### CHALLENGE
Copy every line of the records below word for word, in the same order and with nothing changed.

### Source data
☆ ☆ ☆ ☆ ☆

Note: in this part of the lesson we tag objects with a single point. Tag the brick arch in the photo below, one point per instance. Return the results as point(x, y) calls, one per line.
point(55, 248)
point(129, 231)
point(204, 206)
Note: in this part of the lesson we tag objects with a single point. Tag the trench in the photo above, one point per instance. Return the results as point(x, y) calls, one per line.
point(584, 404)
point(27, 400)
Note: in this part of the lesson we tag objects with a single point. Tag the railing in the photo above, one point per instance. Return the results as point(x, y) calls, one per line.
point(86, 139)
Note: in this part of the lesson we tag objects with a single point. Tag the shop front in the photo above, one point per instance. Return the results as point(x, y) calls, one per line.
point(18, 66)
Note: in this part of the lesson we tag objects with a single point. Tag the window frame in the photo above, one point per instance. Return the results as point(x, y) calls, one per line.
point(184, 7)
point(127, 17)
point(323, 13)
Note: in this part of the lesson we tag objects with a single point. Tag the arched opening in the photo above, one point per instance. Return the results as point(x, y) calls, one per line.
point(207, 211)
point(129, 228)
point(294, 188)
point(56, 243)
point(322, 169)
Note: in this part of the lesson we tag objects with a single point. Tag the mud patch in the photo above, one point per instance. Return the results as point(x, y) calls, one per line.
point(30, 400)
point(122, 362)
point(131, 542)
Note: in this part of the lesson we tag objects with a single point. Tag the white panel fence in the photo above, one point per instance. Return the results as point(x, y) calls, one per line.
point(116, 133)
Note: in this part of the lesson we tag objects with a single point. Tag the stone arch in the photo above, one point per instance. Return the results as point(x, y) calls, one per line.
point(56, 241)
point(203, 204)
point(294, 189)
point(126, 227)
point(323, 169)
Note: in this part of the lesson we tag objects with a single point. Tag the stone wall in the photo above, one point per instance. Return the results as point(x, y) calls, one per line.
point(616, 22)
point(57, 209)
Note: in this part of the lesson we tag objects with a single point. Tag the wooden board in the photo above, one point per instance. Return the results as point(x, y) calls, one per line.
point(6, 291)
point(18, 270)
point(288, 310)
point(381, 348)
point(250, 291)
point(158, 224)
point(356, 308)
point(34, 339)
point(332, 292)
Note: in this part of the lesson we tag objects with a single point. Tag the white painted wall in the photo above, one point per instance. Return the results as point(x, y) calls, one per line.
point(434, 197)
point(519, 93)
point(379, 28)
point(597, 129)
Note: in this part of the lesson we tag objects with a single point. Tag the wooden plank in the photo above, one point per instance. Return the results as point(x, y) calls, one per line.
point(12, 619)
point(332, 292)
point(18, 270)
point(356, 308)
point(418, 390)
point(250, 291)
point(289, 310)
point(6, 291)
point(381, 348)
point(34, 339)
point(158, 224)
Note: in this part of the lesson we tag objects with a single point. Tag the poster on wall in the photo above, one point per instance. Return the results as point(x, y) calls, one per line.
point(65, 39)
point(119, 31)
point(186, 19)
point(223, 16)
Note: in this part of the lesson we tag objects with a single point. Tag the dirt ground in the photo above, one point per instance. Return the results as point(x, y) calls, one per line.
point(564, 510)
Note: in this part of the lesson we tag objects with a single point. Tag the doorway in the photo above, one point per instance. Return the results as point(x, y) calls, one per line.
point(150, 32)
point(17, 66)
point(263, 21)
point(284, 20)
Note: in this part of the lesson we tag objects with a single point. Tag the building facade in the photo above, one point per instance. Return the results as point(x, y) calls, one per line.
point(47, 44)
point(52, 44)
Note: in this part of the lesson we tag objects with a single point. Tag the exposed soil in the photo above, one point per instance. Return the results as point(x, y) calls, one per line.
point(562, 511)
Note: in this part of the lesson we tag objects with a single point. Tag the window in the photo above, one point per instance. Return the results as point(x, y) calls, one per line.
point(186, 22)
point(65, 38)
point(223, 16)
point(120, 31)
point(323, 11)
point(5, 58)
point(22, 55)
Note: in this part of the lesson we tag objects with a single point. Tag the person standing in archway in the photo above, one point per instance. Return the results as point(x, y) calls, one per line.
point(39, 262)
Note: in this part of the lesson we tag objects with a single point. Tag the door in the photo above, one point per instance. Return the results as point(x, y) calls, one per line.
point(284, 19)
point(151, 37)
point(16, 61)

☆ ☆ ☆ ☆ ☆

### WORKED ANSWER
Note: in this part of the lesson we tag objects with a single point. Tag the brick arch in the photo below, one point per instance. Return the results as point(x, y) calls, one per line.
point(55, 248)
point(129, 231)
point(204, 206)
Note: in this part of the lesson we tag objects with a single point. Tag the trench in the photo above, one point per instance. Return the results as point(x, y) calls, one per line.
point(584, 404)
point(27, 400)
Note: in this part of the lesson we tag objects with a single point. Tag the railing in the photo above, one point per instance. Return the results as point(x, y) calls, one per line.
point(86, 139)
Note: in this part of the lesson we tag objects with a single point. Tag the shop front in the photo above, one point per instance. Return the results as point(x, y) calls, one per line.
point(18, 66)
Note: in this part of the lesson we tag objects with a single point. Tag the window frame in the photo above, one point per instance. Return the results as point(x, y) calls, one per line.
point(184, 7)
point(127, 17)
point(323, 13)
Note: in this part of the lesson we tag objects with a single point. Tag the arched opening in the photo above, one point per instance. Return the results as point(x, y) calls, one per line.
point(207, 211)
point(129, 228)
point(294, 188)
point(56, 243)
point(322, 169)
Note: in this part of the lesson we tag objects with a single point. Tag the mud patch in the photo above, one point per instance. Return the results as point(x, y) calls, one per line.
point(30, 400)
point(122, 362)
point(131, 542)
Note: in this part of the lesson we tag objects with a single point. Tag the white panel fence in the photo above, one point per instance. Return the results as point(x, y) calls, one per line.
point(116, 133)
Note: in this part of the lesson we tag objects with a single point. Tag the stone arch in the photo above, one point per instance. Return the results as point(x, y) calls, one per line.
point(56, 241)
point(203, 204)
point(294, 189)
point(126, 227)
point(323, 169)
Note: in this part of the lesson we tag objects with a single point. Tag the stone wall in the photo above, one point per instance. Return the results as point(x, y) calls, one per line.
point(616, 22)
point(57, 209)
Note: in this part of the lesson we tag objects with a single point. Tag the wooden board in the photo above, one point per instance. Return the results as point(x, y) calls, one per line.
point(6, 291)
point(18, 270)
point(288, 310)
point(381, 348)
point(250, 291)
point(158, 224)
point(356, 308)
point(34, 339)
point(332, 292)
Note: in this part of the lesson we tag objects with a single point. Tag the white painted wall in the photo above, one point per instance. Return the results as point(x, y) calls, one per line.
point(434, 197)
point(519, 93)
point(379, 28)
point(597, 129)
Note: in this part of the lesson we tag objects with a single point. Tag the wooden plank in the photo above, one point per instance. Return the results as point(x, y) calls, one per line.
point(12, 619)
point(332, 292)
point(18, 270)
point(356, 308)
point(418, 390)
point(250, 291)
point(289, 310)
point(6, 291)
point(381, 348)
point(34, 339)
point(158, 224)
Note: in this part of the lesson we tag objects with a single point. Tag the poster on wall in the photo above, one point per instance. Return the results as point(x, y) calls, one per line.
point(65, 39)
point(119, 31)
point(186, 19)
point(223, 16)
Note: in this part of the lesson we tag objects with a single point. Tag the dirt ground in the photo above, one point per instance. Return the results as point(x, y) calls, one per line.
point(564, 510)
Note: in this part of the lesson we tag objects with a single point. Tag the doorway in the photo above, one point per instance. Return the results as point(x, y) calls, one per line.
point(150, 32)
point(17, 66)
point(263, 21)
point(284, 20)
Note: in this part of the lesson we tag objects with a single point. Tag the building facade in the photo above, one point per instance. Return the results as point(x, y) calls, one per line.
point(47, 44)
point(52, 44)
Note: in this part of the lesson we tag objects with a single point. Tag the exposed soil in the photo above, one point per instance. Return the results as point(x, y) calls, one per line.
point(562, 511)
Note: in this part of the lesson we tag objects with a single point. Tag the window in the photo above, one point per instance. Return the results as point(x, y) calls, one per line.
point(186, 22)
point(65, 38)
point(223, 16)
point(120, 31)
point(323, 11)
point(5, 58)
point(22, 55)
Note: in this part of the lesson we tag objects with a single point. Tag the person standing in archway in the photo above, one point per instance. Return the results as point(x, y) calls, one per line.
point(39, 262)
Note: in this part of the lesson we tag objects with a single point. Tag the door in the photo above, one point per instance. Return the results as point(x, y) calls, one per line.
point(284, 19)
point(151, 37)
point(16, 61)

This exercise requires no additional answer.